[Activity] Repeat exactly the lines that run from the one containing "Where can you spot the ivy" to the end of the data, and leave out all others.

[Stored entries]
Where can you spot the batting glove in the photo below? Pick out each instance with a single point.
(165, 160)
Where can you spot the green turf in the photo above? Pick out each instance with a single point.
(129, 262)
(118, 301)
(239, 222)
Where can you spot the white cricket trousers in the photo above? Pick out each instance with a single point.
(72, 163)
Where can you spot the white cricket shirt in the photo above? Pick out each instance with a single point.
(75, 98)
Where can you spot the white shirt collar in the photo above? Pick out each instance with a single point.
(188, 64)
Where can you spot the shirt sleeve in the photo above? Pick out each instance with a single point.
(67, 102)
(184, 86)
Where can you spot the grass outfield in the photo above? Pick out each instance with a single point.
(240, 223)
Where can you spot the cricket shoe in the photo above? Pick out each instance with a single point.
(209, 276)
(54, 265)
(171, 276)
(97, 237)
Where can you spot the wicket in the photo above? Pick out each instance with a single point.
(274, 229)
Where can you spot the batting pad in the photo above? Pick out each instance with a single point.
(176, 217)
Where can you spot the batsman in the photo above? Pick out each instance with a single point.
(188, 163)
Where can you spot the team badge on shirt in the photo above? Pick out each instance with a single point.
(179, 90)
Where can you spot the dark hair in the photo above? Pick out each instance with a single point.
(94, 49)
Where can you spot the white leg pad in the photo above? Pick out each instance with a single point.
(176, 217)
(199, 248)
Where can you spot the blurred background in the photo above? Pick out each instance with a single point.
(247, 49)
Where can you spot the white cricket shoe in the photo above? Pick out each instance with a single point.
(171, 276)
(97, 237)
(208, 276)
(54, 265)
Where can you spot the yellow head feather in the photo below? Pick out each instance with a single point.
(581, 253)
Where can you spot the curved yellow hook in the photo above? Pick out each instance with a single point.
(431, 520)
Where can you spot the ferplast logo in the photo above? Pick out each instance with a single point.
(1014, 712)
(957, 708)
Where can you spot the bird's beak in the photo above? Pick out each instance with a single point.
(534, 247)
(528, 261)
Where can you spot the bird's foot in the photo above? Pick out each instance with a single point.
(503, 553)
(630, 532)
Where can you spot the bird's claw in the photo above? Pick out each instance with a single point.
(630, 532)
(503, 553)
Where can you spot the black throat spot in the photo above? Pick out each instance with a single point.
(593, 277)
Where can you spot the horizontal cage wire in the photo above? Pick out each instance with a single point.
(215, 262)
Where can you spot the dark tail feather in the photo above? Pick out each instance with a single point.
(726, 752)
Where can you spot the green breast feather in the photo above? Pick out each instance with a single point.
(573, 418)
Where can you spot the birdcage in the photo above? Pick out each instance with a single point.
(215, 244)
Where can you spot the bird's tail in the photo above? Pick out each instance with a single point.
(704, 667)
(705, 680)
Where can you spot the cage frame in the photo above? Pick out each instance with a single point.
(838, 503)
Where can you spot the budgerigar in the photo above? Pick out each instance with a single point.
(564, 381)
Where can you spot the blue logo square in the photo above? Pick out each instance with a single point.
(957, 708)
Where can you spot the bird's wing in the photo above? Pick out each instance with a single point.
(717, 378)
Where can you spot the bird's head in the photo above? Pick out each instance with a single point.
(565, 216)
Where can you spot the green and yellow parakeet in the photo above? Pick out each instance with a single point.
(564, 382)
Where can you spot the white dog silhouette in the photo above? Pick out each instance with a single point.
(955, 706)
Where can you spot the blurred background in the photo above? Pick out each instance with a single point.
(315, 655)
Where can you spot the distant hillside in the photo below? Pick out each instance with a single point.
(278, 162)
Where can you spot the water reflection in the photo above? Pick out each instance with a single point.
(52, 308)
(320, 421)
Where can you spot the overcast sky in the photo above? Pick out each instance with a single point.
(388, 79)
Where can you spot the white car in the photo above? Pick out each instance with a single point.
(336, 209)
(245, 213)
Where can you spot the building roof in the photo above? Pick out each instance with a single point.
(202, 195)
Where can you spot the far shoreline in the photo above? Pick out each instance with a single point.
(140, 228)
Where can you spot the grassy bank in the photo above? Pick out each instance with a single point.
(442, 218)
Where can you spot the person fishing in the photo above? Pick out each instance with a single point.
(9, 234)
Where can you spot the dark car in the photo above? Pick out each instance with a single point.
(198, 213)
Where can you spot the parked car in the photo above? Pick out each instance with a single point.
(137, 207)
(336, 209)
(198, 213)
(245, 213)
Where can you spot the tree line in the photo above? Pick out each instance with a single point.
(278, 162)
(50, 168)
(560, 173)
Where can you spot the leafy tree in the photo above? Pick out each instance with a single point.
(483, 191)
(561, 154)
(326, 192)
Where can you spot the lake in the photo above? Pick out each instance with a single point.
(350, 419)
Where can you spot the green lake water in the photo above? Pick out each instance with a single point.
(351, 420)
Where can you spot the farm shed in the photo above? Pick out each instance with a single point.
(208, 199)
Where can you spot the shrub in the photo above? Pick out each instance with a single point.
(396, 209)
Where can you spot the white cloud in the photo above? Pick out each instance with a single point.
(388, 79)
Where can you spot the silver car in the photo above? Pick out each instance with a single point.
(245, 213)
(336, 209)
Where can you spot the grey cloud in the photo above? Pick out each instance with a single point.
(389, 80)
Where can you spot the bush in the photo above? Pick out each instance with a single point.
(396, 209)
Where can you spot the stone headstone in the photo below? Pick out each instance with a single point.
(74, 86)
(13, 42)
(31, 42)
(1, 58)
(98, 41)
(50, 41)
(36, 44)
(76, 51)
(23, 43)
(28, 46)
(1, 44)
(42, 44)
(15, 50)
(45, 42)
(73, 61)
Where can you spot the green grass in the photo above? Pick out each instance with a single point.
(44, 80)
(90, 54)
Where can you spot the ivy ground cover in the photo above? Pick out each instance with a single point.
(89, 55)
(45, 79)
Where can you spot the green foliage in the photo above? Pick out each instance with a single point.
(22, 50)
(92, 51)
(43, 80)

[Answer to this task]
Where can you spot the ivy ground cover in the photo above? Pick out each instance with a single point.
(89, 55)
(45, 79)
Where can you spot the green foliage in the photo above? Pick out each instance with a single point.
(22, 50)
(92, 51)
(43, 80)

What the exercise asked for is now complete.